Point-per-instance localization data ▸
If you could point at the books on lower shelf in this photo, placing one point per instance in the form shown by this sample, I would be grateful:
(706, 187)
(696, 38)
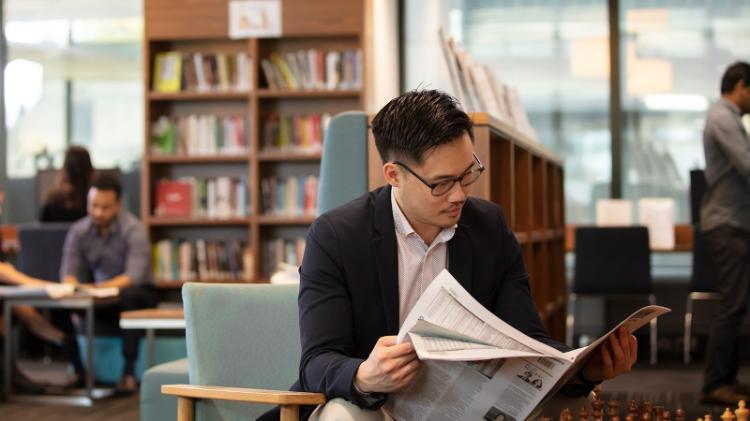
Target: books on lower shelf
(176, 71)
(313, 69)
(202, 197)
(280, 250)
(201, 260)
(295, 133)
(290, 196)
(199, 135)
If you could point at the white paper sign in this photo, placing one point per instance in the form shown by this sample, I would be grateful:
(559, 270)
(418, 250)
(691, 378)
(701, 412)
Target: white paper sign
(254, 18)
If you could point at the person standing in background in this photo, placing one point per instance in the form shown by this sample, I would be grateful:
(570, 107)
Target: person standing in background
(725, 224)
(67, 201)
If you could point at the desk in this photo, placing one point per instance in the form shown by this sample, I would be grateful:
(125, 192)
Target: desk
(16, 296)
(151, 319)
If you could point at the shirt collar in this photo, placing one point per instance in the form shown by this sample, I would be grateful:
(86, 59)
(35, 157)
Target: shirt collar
(403, 226)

PROBLEM TO WORK ON ▸
Leave the pictures out and output all of the data verbatim.

RESPONSE TO THE TASK ▸
If you could point at the books on lower shelf in this photo, placing one point per instance in the form shown by this sample, I would be grateful:
(706, 187)
(696, 38)
Target: books on lower shelf
(176, 71)
(313, 69)
(202, 197)
(280, 250)
(201, 260)
(295, 133)
(290, 196)
(199, 135)
If you could point at the white paper sign in this photo, placing one point per instance in the form shown by this sample, I would be grateful:
(559, 270)
(418, 250)
(691, 378)
(701, 412)
Target: white paper sign
(254, 18)
If you could point at the person standing in background in this photo, placing one point per instance in the form shown by this sample, I would be grateful:
(570, 107)
Target: person standing in background
(725, 224)
(67, 201)
If you could point at the desk in this photo, placing one point per instance in the form shown by this sample, I would be grateful:
(125, 192)
Target: desk
(16, 296)
(151, 319)
If you could point at the shirt collar in this photo, placing one point per instance in the form shown by this sample, I would be grateful:
(86, 59)
(35, 157)
Target: shirt collar
(403, 226)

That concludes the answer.